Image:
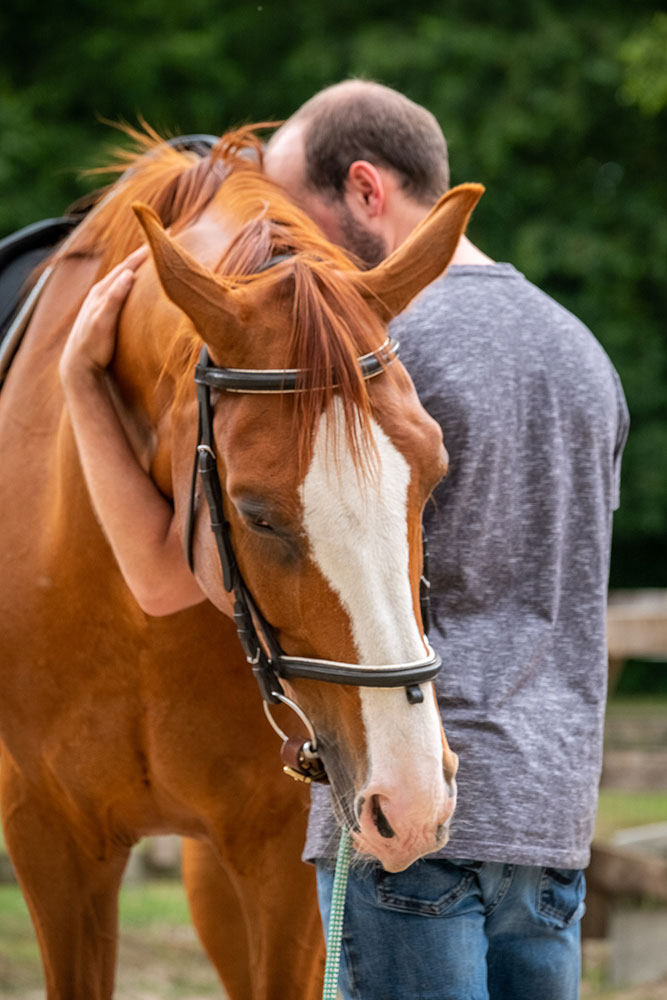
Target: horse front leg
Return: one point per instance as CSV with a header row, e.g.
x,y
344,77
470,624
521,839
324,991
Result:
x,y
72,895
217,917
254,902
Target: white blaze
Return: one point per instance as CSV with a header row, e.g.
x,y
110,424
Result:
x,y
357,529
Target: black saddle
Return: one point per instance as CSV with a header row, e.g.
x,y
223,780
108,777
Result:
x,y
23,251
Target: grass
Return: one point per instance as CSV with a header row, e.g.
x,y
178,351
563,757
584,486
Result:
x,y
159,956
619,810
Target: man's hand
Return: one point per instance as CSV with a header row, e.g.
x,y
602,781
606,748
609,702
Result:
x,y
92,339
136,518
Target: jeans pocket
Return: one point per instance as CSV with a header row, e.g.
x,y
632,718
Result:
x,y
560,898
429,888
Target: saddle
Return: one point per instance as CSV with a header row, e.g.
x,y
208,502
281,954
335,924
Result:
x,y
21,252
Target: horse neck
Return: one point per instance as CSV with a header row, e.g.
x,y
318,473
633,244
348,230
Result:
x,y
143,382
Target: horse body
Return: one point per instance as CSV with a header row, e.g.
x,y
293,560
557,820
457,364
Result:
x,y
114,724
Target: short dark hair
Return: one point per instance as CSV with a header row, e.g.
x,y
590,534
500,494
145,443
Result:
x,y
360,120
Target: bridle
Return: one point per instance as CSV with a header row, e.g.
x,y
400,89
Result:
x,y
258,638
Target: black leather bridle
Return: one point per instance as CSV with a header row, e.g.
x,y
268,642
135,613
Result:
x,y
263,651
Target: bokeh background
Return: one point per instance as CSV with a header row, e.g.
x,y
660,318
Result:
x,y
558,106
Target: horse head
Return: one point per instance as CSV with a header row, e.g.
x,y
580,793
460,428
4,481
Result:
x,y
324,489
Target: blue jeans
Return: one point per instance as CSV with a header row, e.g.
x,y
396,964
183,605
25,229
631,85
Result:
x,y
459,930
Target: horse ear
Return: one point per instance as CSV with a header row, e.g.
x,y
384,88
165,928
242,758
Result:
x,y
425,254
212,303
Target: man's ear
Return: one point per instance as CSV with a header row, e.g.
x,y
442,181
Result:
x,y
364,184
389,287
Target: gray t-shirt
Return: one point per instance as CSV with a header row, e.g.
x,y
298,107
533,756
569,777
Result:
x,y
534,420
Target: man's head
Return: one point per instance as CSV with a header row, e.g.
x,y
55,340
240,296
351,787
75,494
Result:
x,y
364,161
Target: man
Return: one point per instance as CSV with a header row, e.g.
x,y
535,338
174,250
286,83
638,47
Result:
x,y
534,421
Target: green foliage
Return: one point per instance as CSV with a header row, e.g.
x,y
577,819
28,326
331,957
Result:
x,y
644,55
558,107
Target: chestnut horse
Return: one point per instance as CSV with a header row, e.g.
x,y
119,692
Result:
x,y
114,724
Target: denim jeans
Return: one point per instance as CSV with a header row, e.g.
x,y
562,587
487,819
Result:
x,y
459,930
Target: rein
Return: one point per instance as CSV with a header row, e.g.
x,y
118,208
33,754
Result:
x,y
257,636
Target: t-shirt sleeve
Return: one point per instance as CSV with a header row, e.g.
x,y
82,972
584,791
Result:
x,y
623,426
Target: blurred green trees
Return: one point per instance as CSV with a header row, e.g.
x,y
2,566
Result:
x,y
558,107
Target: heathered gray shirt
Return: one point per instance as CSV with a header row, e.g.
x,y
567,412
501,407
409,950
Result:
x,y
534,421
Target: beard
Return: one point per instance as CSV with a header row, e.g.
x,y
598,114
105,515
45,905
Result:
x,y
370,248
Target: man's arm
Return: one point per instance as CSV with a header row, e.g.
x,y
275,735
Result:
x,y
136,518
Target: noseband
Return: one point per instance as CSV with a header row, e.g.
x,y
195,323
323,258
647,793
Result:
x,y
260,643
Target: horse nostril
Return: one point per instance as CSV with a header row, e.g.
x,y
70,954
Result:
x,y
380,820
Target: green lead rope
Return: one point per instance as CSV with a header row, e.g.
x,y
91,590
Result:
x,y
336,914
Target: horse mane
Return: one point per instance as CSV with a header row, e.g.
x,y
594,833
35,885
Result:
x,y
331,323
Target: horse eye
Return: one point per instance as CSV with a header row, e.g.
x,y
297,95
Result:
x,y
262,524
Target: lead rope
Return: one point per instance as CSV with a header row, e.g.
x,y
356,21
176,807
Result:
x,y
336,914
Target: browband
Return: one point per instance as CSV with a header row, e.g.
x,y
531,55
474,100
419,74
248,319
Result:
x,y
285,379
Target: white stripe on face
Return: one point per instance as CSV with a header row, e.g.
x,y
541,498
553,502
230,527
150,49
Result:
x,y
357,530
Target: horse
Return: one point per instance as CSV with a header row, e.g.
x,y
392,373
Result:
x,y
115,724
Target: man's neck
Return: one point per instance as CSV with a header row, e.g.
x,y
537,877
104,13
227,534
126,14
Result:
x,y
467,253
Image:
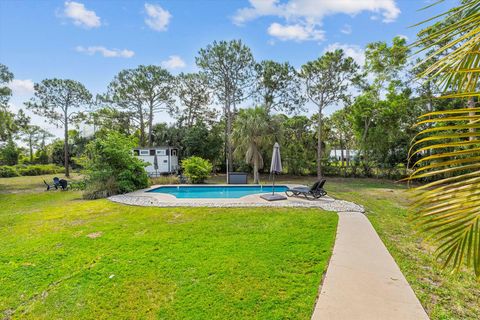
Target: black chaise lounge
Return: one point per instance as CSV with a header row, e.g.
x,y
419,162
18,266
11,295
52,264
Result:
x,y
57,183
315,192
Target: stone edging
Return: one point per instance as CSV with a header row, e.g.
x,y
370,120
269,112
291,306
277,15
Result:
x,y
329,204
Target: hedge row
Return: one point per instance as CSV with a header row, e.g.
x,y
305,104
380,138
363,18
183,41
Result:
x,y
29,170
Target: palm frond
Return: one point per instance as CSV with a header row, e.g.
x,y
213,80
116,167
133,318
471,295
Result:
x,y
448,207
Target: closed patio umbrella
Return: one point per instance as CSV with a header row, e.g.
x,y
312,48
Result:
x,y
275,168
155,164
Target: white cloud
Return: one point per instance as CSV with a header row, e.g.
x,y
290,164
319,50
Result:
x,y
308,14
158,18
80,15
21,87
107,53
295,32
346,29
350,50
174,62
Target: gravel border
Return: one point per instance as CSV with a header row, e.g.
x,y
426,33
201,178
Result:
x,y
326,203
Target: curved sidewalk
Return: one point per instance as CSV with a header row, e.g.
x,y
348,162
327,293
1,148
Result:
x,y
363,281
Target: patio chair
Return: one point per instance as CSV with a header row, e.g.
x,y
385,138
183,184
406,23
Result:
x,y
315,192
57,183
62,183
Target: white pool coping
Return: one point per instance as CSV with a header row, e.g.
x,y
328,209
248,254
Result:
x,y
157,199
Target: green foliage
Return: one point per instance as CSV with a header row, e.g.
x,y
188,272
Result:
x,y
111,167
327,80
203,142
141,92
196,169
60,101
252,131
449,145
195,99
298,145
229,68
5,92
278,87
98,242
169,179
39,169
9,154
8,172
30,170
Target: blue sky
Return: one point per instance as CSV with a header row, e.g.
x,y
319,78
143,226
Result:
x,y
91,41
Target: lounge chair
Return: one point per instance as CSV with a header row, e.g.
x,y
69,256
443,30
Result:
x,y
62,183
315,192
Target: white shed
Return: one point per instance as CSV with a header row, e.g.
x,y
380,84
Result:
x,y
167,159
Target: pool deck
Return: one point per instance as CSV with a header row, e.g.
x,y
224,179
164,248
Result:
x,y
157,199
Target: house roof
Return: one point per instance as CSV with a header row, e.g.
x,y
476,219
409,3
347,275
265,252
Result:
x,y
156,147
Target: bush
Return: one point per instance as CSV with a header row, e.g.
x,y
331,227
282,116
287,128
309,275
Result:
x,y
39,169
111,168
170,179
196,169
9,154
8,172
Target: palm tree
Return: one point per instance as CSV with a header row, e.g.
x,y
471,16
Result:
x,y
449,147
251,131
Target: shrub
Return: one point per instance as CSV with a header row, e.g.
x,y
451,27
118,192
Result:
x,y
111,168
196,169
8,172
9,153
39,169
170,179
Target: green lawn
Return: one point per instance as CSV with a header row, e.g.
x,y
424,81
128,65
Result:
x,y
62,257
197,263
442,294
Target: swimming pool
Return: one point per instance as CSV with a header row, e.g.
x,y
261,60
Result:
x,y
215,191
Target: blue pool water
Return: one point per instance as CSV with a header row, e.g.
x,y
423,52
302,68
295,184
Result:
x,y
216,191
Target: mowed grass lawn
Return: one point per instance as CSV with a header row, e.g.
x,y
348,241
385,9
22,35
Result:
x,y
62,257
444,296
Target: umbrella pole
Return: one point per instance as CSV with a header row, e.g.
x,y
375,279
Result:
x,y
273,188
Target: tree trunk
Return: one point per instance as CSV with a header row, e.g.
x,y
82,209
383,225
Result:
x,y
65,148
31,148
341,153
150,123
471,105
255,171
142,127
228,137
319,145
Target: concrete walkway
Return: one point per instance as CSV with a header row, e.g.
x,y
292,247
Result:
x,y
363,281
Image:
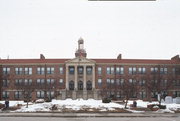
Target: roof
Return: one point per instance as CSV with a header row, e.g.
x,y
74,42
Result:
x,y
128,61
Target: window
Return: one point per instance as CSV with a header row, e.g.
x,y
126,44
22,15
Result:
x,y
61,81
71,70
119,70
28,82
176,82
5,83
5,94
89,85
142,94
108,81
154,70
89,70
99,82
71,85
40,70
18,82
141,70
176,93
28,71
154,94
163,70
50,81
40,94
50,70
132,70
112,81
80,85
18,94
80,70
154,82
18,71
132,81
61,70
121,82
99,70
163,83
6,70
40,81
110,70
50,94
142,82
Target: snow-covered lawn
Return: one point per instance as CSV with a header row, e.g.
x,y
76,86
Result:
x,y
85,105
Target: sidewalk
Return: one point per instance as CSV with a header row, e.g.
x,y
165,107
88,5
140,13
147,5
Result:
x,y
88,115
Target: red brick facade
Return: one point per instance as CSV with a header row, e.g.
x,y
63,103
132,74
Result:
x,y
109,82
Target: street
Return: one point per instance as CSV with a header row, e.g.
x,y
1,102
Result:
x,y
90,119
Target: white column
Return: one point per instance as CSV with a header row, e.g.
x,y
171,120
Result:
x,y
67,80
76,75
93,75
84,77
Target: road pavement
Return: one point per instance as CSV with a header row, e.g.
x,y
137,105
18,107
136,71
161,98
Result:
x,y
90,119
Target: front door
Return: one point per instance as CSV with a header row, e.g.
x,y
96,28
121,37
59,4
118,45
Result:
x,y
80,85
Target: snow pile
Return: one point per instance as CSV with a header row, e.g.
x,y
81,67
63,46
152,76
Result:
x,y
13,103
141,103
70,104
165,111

#####

[Problem statement] The lines holding the string "bridle" in the listing above are what you should copy out.

[Answer space]
Target: bridle
Target: black leather bridle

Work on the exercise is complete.